Location annotation dataset excerpts
=====

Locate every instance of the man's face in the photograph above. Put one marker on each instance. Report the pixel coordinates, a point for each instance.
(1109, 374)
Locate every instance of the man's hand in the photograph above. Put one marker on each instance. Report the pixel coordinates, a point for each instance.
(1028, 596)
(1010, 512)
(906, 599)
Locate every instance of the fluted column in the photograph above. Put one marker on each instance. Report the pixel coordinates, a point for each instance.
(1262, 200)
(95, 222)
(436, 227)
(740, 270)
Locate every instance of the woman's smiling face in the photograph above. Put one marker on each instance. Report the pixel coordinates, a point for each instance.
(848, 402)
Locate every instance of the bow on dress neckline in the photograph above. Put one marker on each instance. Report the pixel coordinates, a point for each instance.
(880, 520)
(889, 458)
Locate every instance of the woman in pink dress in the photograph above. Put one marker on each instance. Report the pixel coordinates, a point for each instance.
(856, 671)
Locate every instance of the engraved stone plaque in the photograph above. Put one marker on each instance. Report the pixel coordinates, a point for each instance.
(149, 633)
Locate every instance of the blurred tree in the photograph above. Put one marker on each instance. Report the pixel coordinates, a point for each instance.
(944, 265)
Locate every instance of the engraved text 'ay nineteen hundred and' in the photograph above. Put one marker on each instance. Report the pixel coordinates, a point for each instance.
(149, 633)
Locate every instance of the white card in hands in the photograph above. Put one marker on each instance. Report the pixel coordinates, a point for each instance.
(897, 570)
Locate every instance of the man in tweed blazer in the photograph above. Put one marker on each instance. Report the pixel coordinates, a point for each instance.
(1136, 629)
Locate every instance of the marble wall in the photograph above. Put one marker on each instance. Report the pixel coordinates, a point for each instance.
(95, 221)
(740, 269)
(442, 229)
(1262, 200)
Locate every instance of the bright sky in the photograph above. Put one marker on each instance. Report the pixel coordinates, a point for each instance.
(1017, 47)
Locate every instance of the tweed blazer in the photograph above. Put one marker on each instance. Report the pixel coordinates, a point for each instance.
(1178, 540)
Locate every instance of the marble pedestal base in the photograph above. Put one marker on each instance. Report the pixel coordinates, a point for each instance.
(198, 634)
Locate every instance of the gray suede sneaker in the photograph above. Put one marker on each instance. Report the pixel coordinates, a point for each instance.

=====

WHAT IS EXPECTED: Write the lines out verbatim, from the one with "Locate every instance of the bright" through the last line of the entries, and stop there.

FULL ANSWER:
Locate every instance of the bright sky in the photograph above. Put one marker on each instance. Report the pixel coordinates, a point for each instance.
(1017, 47)
Locate every instance of the tweed blazer in the photograph above. Put one marker on each instance. Report the pixel coordinates, a point for each instance.
(1178, 540)
Locate every instance of the marble pedestal base in the photograph above. Put one marker on each instance. Report the pixel coordinates, a point for each instance.
(198, 634)
Locate every instance of the gray suede sneaker in the photograph above. Put one marker on each instance. Report the pixel coordinates, a point for each instance.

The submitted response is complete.